* [Given instruction]:
Filter the material below down to the lines that contain the string "graffiti", and copy each such line unchanged.

* [Records for the task]:
+++

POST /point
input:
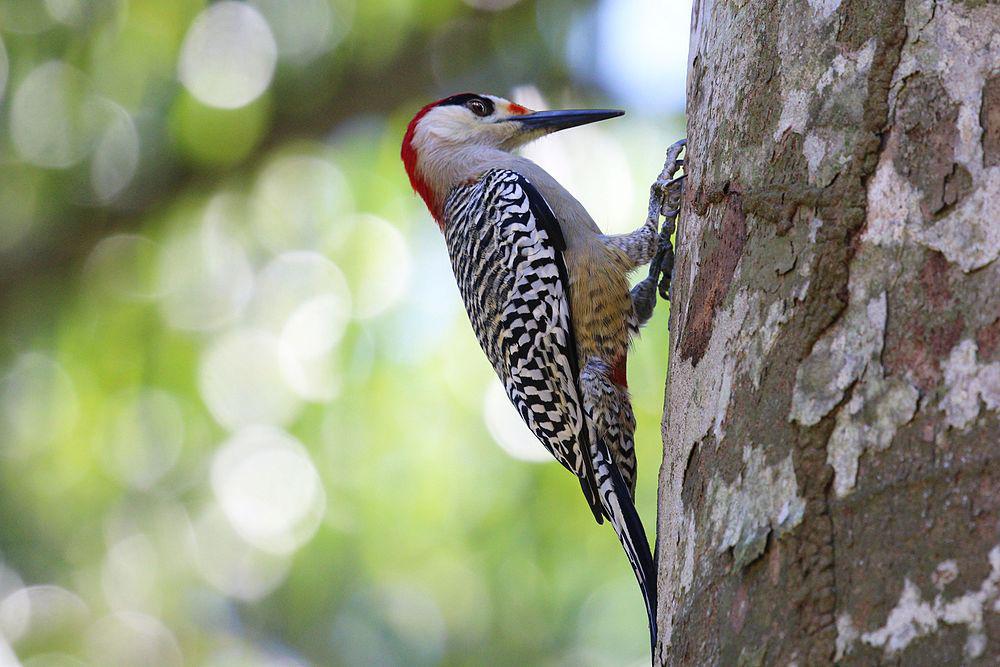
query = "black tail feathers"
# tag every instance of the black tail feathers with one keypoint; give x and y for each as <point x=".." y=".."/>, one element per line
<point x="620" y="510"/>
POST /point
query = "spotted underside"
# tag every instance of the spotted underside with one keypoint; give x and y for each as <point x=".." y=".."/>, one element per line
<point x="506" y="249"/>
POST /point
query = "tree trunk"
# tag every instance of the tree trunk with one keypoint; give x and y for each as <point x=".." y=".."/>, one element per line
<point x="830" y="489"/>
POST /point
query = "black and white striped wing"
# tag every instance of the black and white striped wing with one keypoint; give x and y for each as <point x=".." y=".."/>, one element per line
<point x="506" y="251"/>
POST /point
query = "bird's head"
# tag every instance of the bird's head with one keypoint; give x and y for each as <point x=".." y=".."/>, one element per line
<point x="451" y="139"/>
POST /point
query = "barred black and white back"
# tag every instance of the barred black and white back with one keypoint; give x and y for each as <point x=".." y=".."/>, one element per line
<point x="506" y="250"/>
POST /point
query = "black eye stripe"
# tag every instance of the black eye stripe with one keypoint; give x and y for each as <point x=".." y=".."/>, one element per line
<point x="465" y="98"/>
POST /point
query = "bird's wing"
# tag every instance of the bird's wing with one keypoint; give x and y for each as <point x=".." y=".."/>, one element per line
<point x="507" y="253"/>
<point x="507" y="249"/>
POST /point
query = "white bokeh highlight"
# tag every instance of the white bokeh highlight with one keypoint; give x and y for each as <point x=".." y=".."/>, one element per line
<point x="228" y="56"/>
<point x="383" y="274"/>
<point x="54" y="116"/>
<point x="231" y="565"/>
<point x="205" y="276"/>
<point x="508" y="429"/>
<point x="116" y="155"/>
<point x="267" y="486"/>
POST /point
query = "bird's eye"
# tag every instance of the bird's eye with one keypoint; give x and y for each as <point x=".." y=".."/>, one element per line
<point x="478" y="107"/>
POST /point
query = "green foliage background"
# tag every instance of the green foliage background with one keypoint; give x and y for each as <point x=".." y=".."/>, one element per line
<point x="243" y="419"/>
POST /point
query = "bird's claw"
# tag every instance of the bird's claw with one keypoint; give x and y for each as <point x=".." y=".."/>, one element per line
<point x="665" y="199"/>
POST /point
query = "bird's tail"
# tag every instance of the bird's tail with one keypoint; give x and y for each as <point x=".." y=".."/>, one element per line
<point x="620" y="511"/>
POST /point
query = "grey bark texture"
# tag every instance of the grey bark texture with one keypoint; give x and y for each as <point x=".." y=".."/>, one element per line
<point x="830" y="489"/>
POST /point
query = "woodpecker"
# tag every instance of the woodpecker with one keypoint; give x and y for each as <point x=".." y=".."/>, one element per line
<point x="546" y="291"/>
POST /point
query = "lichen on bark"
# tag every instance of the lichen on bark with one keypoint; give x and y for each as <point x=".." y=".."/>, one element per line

+++

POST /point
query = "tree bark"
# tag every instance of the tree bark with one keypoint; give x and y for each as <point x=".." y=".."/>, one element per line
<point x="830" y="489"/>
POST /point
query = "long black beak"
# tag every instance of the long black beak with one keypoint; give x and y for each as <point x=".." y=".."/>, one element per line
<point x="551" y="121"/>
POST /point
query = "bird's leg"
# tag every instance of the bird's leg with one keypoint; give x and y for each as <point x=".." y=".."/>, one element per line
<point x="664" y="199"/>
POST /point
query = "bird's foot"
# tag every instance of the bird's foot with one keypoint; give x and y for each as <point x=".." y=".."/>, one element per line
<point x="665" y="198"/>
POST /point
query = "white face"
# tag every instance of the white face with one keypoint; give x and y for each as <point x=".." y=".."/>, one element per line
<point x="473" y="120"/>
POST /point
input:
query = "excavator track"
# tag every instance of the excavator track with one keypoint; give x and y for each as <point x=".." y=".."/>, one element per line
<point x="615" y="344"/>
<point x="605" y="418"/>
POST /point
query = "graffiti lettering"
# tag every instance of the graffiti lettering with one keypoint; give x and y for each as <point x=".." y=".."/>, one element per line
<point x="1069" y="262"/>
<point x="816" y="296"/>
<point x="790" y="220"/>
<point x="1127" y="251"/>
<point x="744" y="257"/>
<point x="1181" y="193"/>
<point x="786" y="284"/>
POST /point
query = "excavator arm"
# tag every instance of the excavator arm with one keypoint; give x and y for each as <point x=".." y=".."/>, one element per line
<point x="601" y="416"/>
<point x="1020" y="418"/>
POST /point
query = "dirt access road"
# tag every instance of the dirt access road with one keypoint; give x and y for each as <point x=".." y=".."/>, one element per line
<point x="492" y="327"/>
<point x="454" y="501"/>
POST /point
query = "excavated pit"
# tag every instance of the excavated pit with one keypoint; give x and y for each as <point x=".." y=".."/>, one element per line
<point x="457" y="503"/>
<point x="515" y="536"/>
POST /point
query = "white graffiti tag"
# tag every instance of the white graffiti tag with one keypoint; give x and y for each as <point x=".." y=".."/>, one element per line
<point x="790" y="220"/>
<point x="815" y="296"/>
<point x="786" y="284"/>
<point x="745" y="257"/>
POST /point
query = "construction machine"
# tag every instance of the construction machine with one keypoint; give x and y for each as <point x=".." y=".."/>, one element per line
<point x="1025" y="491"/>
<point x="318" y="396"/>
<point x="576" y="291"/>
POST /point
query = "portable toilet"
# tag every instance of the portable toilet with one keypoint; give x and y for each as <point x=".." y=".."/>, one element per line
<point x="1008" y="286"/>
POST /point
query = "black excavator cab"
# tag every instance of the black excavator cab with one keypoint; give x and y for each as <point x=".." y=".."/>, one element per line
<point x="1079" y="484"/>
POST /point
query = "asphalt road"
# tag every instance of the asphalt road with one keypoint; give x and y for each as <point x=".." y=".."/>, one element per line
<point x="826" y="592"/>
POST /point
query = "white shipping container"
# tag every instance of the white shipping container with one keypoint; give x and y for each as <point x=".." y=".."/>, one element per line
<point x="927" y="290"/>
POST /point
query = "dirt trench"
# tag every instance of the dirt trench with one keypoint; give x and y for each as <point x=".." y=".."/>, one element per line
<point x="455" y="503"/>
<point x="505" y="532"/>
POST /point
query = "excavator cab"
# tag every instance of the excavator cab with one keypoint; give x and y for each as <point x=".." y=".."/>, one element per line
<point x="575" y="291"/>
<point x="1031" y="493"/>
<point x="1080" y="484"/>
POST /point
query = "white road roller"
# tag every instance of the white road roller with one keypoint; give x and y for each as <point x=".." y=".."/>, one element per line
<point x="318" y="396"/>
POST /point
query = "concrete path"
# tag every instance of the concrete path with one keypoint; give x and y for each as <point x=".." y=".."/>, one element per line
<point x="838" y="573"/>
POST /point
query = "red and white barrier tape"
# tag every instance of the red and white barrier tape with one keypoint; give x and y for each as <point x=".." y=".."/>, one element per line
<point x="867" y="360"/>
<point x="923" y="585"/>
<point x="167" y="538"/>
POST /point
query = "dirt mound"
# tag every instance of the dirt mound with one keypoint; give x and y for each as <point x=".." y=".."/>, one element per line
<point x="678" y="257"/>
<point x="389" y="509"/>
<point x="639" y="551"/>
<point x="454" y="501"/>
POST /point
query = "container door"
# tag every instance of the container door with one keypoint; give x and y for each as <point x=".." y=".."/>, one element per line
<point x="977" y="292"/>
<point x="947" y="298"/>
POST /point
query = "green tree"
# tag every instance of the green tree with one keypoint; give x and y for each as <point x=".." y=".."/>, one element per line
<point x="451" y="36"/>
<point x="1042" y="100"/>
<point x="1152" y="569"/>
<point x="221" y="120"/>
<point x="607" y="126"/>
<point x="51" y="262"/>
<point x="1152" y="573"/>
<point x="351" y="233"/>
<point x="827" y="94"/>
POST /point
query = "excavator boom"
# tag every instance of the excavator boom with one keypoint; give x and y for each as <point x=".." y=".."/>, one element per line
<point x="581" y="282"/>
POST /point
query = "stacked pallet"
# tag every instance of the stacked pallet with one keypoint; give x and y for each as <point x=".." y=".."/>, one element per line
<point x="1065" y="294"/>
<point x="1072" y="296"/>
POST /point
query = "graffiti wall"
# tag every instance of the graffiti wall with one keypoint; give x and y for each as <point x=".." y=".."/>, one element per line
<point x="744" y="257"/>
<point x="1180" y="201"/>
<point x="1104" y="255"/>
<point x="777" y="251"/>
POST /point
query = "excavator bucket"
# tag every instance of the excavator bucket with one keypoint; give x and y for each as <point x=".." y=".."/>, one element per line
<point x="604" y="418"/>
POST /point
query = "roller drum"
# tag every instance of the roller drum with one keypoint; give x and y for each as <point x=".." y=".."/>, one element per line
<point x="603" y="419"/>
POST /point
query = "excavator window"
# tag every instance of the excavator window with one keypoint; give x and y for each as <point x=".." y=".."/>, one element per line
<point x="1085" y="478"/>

+++

* [The response]:
query = "graffiti lettering"
# tag every instance of the graffiti lettering with one keypoint; give x and y for each as <point x=".." y=".."/>, one element per line
query = "white graffiti tag"
# tag every instance of the white graffiti tag with one keypoint; give x and y for each as <point x=".." y=".."/>, one element per line
query = "graffiti wall"
# tag every instance of the graffiti wall with one keypoint; give x and y for each as <point x=".." y=".."/>, one element per line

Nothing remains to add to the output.